What is asked -
Update the data below by replacing "set-piece analysis" with "match review" wherever it occurs and leaving every other line unchanged. Omit the pictures from your answer.

Supplied entries -
>> Start
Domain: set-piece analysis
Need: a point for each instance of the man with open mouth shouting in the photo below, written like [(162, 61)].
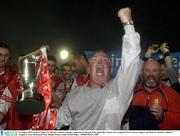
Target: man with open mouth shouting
[(102, 103)]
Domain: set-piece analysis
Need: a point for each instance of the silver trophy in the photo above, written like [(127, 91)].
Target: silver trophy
[(30, 101)]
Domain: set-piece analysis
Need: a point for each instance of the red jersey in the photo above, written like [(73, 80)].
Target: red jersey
[(56, 80), (15, 121), (5, 77), (167, 98)]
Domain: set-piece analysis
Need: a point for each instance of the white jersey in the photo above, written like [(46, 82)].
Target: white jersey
[(88, 108)]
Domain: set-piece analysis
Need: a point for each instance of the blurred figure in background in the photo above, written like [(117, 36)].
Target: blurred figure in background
[(155, 105)]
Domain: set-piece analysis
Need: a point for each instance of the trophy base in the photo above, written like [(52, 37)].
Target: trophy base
[(29, 103)]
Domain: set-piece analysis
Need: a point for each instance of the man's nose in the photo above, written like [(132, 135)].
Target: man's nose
[(100, 61)]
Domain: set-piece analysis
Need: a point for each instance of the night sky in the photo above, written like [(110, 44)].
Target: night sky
[(85, 24)]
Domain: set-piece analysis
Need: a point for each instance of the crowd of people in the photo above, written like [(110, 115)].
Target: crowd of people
[(144, 94)]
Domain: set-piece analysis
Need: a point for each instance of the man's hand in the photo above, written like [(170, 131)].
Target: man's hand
[(154, 48), (157, 111), (164, 48), (125, 15)]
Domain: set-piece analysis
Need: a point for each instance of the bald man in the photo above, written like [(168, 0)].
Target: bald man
[(154, 105)]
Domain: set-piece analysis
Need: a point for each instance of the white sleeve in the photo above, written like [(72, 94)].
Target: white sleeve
[(63, 115), (5, 101), (130, 68)]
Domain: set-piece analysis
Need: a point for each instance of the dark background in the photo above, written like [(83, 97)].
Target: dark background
[(85, 24)]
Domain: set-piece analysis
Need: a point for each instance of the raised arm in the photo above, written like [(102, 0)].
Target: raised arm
[(129, 70)]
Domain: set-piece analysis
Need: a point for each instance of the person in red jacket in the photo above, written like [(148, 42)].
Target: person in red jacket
[(6, 72), (13, 119), (154, 104)]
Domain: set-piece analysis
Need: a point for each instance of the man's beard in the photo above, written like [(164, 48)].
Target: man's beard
[(151, 82)]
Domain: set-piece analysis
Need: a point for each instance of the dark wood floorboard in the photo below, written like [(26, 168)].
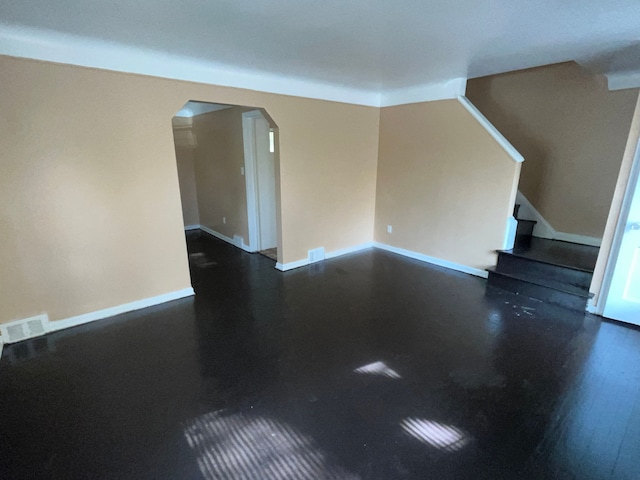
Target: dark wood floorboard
[(369, 366)]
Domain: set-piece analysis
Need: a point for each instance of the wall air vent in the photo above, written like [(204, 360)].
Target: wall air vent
[(316, 255), (24, 329)]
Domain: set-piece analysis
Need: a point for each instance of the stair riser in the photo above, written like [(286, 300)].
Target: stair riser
[(544, 294), (522, 267)]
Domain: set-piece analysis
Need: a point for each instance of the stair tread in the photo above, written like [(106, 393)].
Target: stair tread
[(545, 282), (556, 252), (548, 262)]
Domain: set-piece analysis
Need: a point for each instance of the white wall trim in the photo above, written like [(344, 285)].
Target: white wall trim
[(51, 46), (510, 233), (250, 176), (581, 239), (54, 326), (236, 241), (491, 130), (47, 45), (57, 325), (433, 260), (283, 267), (623, 80), (400, 251), (335, 253), (424, 93), (543, 228), (348, 250)]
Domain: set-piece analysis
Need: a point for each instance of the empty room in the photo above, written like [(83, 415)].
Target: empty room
[(331, 240)]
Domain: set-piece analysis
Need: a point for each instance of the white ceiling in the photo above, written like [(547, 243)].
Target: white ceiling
[(370, 51)]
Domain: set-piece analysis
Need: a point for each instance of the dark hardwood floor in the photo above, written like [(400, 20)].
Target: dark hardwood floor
[(370, 366)]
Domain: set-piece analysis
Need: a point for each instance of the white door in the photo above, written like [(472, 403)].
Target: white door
[(260, 179), (266, 186), (623, 299)]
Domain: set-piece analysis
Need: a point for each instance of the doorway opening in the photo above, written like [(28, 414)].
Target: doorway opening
[(228, 169)]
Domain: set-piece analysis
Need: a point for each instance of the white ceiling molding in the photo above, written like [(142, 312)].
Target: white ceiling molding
[(424, 93), (491, 130), (62, 48), (193, 109), (623, 80)]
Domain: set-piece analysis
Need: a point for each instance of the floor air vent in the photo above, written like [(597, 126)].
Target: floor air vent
[(24, 329)]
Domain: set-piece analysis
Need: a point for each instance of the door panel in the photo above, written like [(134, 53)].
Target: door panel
[(623, 300)]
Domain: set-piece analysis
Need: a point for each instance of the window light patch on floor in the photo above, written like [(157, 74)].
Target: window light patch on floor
[(241, 446), (437, 435), (378, 368)]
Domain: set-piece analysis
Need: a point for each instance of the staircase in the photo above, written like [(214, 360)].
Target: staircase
[(551, 271)]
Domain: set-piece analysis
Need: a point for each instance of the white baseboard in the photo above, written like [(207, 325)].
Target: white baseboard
[(433, 260), (236, 241), (543, 228), (336, 253), (57, 325), (54, 326), (283, 267), (510, 233), (581, 239), (348, 250), (400, 251)]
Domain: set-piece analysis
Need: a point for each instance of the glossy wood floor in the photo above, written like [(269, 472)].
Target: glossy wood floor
[(370, 366)]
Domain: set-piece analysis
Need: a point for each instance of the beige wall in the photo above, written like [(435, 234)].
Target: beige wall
[(633, 142), (90, 213), (218, 159), (444, 184), (571, 131)]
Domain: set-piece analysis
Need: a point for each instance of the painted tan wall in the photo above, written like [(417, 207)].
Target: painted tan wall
[(444, 184), (633, 142), (571, 131), (218, 159), (90, 212)]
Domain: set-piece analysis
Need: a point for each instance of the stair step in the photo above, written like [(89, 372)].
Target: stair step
[(566, 296), (522, 266)]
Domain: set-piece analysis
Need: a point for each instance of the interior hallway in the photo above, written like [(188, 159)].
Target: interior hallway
[(369, 366)]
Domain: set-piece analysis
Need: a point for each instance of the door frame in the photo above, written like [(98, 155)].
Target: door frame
[(251, 176), (251, 180), (632, 188)]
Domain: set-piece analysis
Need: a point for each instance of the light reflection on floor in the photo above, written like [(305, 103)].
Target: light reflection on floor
[(442, 437), (378, 368), (239, 446)]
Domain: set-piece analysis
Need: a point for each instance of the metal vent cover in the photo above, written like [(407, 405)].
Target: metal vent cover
[(24, 329)]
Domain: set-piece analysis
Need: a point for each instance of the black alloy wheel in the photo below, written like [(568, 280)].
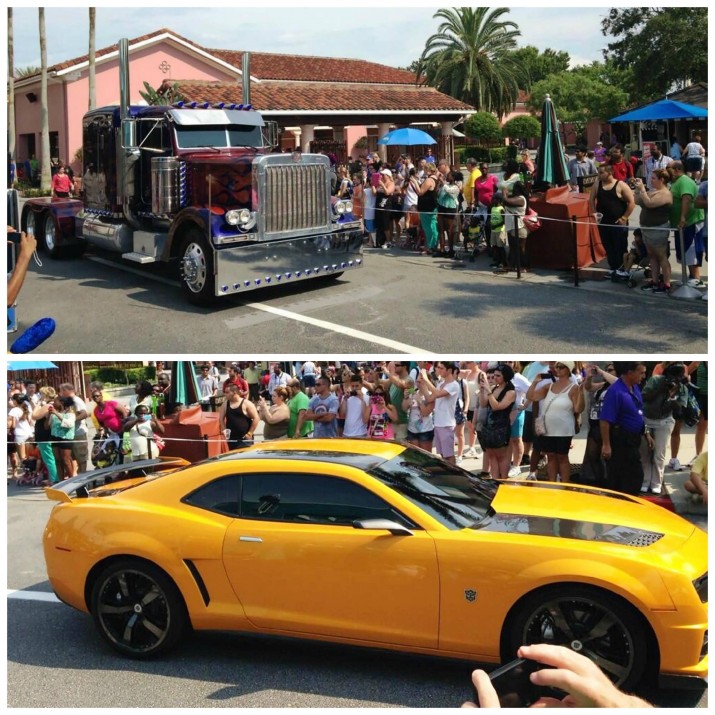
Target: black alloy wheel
[(137, 609), (589, 621)]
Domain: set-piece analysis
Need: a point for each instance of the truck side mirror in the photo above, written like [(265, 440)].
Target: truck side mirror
[(270, 136)]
>> End
Problem solution -
Domain: match review
Need: a point for each instance of the man with open mouth shouting in the photo below, written like [(162, 61)].
Target: man with open mouth shouting
[(102, 103)]
Domain: match review
Need: a point for each instance of the silver trophy in the photo above, written like [(127, 91)].
Target: silver trophy
[(30, 101)]
Domain: match review
Need: a point for each instance of the red jersey in the photo above, written like [(73, 80)].
Target: red jersey
[(56, 80), (15, 121), (5, 77), (167, 98)]
Domain: match review
Need: a point for each instance of the white jersey in the photo above, written like [(46, 82)].
Target: white jersey
[(88, 108)]
Domain: match review
Need: a point for each instance of the blurred figure in background in the photo above, written like [(117, 36)].
Target: blurred figure in background
[(155, 105)]
Domain: match review
Need: a point for each instance of the trophy base in the photo above, written like [(52, 37)].
Target: trophy base
[(29, 103)]
Domain: match review
Need: a point for each instance of the man's nose in the photo above, written like [(132, 135)].
Target: man's nose
[(100, 61)]
Domain: match review
Need: a point for each instance of the night sky in the photo above, written like [(110, 44)].
Target: night sky
[(85, 24)]
Domain: match review
Need: a point for each instance of the crowd of people in the photo above, written like [(110, 115)].
Target: crowd of people
[(144, 94)]
Domain: match review
Need: a point for each instance of the man's hand in the photo above, written like [(170, 131)].
Target: man's hand
[(154, 48), (157, 111), (164, 48), (125, 15)]
Domain: match review
Need: a point for each instance of the bald man in the photo above, written like [(168, 0)].
Target: bald man
[(154, 105)]
Domain: match review
Need: a point for each instance of the white sleeve in the photo above, written like [(72, 94)].
Target: white sleeve
[(63, 115), (5, 101), (130, 68)]
Domain: match review
Need: a point for each instance of the dark background in the photo above, written like [(83, 97)].
Target: dark background
[(85, 24)]
Domain: match review
Need: a point for each instance of the raised arm in the photo above, written like [(102, 0)].
Target: raised arm
[(129, 70)]
Domain: match review
Need: a point for each instance of the person in red jacket in the photo above, written like [(148, 42)].
Target: person in red jacket
[(6, 72), (13, 119), (154, 104)]
Domain: match review
Need: a point for each instance of the man's beard in the photo above, written like [(164, 48)].
Target: man's beard
[(151, 82)]
Domain: match review
Need: a point for each instance of the dark wood floorboard in the photo below, written like [(26, 168)].
Target: dark wood floorboard
[(369, 366)]
Domain: match review
Need: a point for each instance of the wall air vent in the photo above, written like [(204, 360)].
Target: wall air vent
[(316, 255), (24, 329)]
Domain: match review
Need: a point for each instance of the stair riser in the photo above, written like [(286, 300)].
Target: stair riser
[(544, 294), (522, 267)]
Domain: match review
Need: a point for each instance of the stair tread in the photo above, written like [(106, 393)].
Target: stair tread
[(545, 282), (556, 252), (548, 262)]
Domain: match review
Need: a point for each instance of the white wall trim in the photo above, written like [(344, 285)].
Target: white wall trim
[(51, 46), (510, 233), (250, 176), (581, 239), (54, 326), (236, 241), (491, 130), (47, 45), (57, 325), (433, 260), (283, 267), (623, 80), (400, 251), (335, 253), (424, 93), (543, 228), (348, 250)]
Domain: match review
Need: a point for each instance of the empty room in the photo above, written like [(83, 415)].
Target: empty room
[(331, 240)]
Domain: match review
Need: a point for each instance of the white ceiling in the photo above, written like [(547, 243)].
Target: white ceiling
[(370, 51)]
Domain: match review
Need: a point for each instance of the dark hardwood floor in the photo above, written like [(400, 20)].
Target: dark hardwood floor
[(370, 366)]
Domain: match review
Need: a point for each instance of the white door in the photo above, written like [(472, 403)].
Target: white door
[(260, 179), (266, 186), (623, 299)]
Domain: match review
Need: a point for each instance of the doorway opening in the photo above, written like [(28, 414)].
Target: doorway opening
[(228, 169)]
Domain: match review
Need: a point for each instance of the white ceiling molding in the photo above, written like [(142, 312)].
Target: white ceiling molding
[(424, 93), (491, 130), (62, 48), (193, 109), (623, 80)]
Domain: match review
Need: a point for each instance of the floor air vent in the photo above, written like [(597, 126)].
Target: floor air vent
[(24, 329)]
Domain: match review
Need: a point for each instance of the door panel in the photo above, written like [(134, 53)].
Target: door panel
[(623, 300)]
Domain: match review
Need: a point for each instance of the window light patch on floor in the photo above, written like [(157, 74)].
Target: window light patch on floor
[(241, 446), (437, 435), (378, 368)]
Domain: match review
Need: a point for each instance of the staircase in the photo above, written like [(214, 360)].
Target: staircase
[(551, 271)]
Domain: match review
Need: a point for each instance of the white baseboard in the photo above, written like [(207, 325)].
Target: white baseboard
[(433, 260), (236, 241), (543, 228), (336, 253), (57, 325), (54, 326), (283, 267), (510, 233), (581, 239), (348, 250), (400, 251)]
Domain: match review
Need: a point for each instance of the glossy wood floor in the photo above, written like [(269, 472)].
Target: glossy wood floor
[(370, 366)]
Domain: match review
Need: a point for each instance of the beige wall in the photo above, written like [(435, 234)].
Target: beige wall
[(633, 142), (90, 213), (218, 159), (444, 184), (571, 131)]
Domain: match review
Need: a point for each instance of the painted tan wall in the photo above, written like [(417, 207)].
Target: painted tan wall
[(444, 184), (633, 142), (571, 131), (218, 159), (90, 212)]
Domain: match review
Need: a point for each instance of the stair step in the photo above, written like [(89, 372)].
Target: stair step
[(566, 296), (522, 266)]
Domain: match review
Need: a point for each instance of the interior hallway in the photo above, written like [(188, 159)].
Target: interior hallway
[(369, 366)]
Domain: match review
Need: a point for each instance of the door frame in the photo above, written like [(98, 155)].
Target: door frame
[(251, 176), (251, 180), (632, 188)]
Domain: match review
Need: a point for each instance of the light reflection on floor in the photo above, written like [(305, 103)].
Target: light reflection on floor
[(442, 437), (378, 368), (239, 446)]
Domain: match review
Need: a point for each instance of the metal vent cover in the photo above, written like [(407, 405)].
Target: metal vent cover
[(24, 329)]
Domain: match review
Need: a point for each instance of the black alloy wheel in the photo below, written like [(568, 280)].
Target: black alloy wheel
[(137, 609), (589, 621)]
Domain: match review
Need: a point for each instance of the truck side mirror in the photo above, written like [(265, 440)].
Target: truck side mirror
[(270, 136)]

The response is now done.